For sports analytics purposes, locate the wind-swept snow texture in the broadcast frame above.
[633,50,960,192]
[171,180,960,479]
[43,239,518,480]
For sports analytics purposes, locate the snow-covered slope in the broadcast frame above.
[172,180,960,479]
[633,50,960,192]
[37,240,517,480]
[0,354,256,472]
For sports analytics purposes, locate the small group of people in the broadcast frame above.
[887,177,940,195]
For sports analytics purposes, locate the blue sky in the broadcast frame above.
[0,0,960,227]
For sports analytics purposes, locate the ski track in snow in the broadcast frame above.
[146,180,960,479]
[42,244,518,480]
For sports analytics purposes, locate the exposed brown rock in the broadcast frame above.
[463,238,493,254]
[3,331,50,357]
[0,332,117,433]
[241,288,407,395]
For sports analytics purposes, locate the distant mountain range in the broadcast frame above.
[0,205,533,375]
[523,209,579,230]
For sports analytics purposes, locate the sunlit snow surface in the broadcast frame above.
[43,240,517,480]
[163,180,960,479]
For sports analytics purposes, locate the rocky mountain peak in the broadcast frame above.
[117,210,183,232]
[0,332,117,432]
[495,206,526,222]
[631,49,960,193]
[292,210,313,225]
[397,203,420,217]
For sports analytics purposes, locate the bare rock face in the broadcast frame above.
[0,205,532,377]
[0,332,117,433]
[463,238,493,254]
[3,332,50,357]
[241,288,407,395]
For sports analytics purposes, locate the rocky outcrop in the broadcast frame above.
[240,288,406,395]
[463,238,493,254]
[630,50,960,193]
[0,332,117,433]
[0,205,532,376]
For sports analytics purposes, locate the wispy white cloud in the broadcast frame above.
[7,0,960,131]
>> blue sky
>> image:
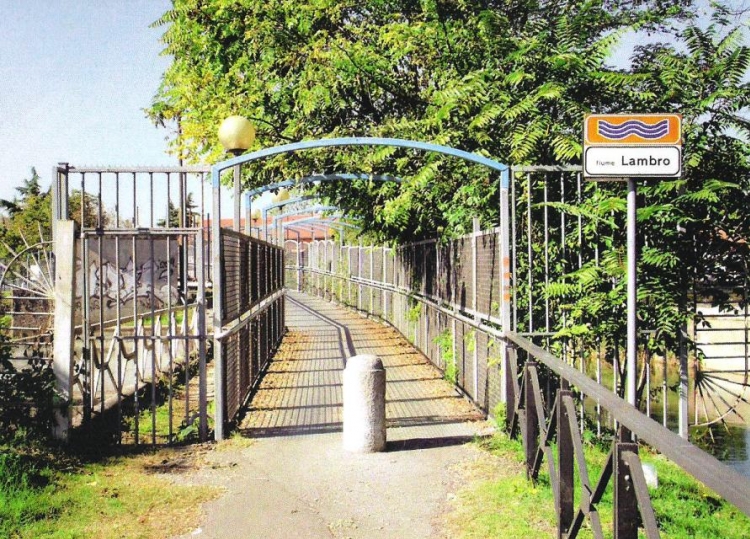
————
*Prompt*: Lay out all the records above as a numbered list with one line per item, skipping any blank lines. Leave the pictures out of your answer.

*Response*:
1. For sports analytics purposes, locate the wind-swept snow texture in the broadcast frame above.
2. [633,50,960,192]
3. [171,180,960,479]
4. [43,239,518,480]
5. For sports analytics purposes, locate the snow-covered slope in the broadcast frame above.
6. [172,180,960,479]
7. [633,50,960,192]
8. [37,240,517,480]
9. [0,354,256,472]
10. For sports analytics purposes, locate the small group of people in the broadcast frame above.
11. [887,177,940,195]
12. For sports analytics purposes, locate the blue sky in the broadcast frame above.
13. [0,0,960,227]
14. For sports analytics purposes, locate the ski track in snow in the broadcast frame above.
15. [146,180,960,479]
16. [42,244,518,480]
17. For sports analytics purposes, locate the exposed brown rock in the broadcast frame above.
18. [463,238,493,254]
19. [3,331,50,357]
20. [0,332,117,433]
21. [241,288,407,395]
22. For sports analytics purposes, locate the distant mountain range in the broadcast frame above.
23. [0,205,533,375]
24. [523,209,579,230]
25. For sports analytics purposes, locate the sunlit snow surface in the broadcast frame above.
26. [43,240,517,480]
27. [163,180,960,479]
28. For sports analytics purposes, locate the rocky mountain peak in the broadcast frame above.
29. [117,210,183,232]
30. [0,332,117,432]
31. [495,206,526,222]
32. [631,49,960,193]
33. [292,210,313,225]
34. [397,203,420,217]
35. For sports analytics purposes, locate the bare rock face in the broadcast frame above.
36. [0,205,532,377]
37. [0,332,117,433]
38. [463,238,493,254]
39. [3,332,50,357]
40. [241,288,407,395]
41. For sports analytics purposes, locate the rocky outcrop in the broadcast frame above.
42. [240,288,406,395]
43. [463,238,493,254]
44. [630,50,960,193]
45. [0,332,117,433]
46. [0,205,532,376]
47. For sports analytics purposes, locate the wispy white cloud in the broadcast frame above.
48. [7,0,960,131]
49. >> blue sky
50. >> image:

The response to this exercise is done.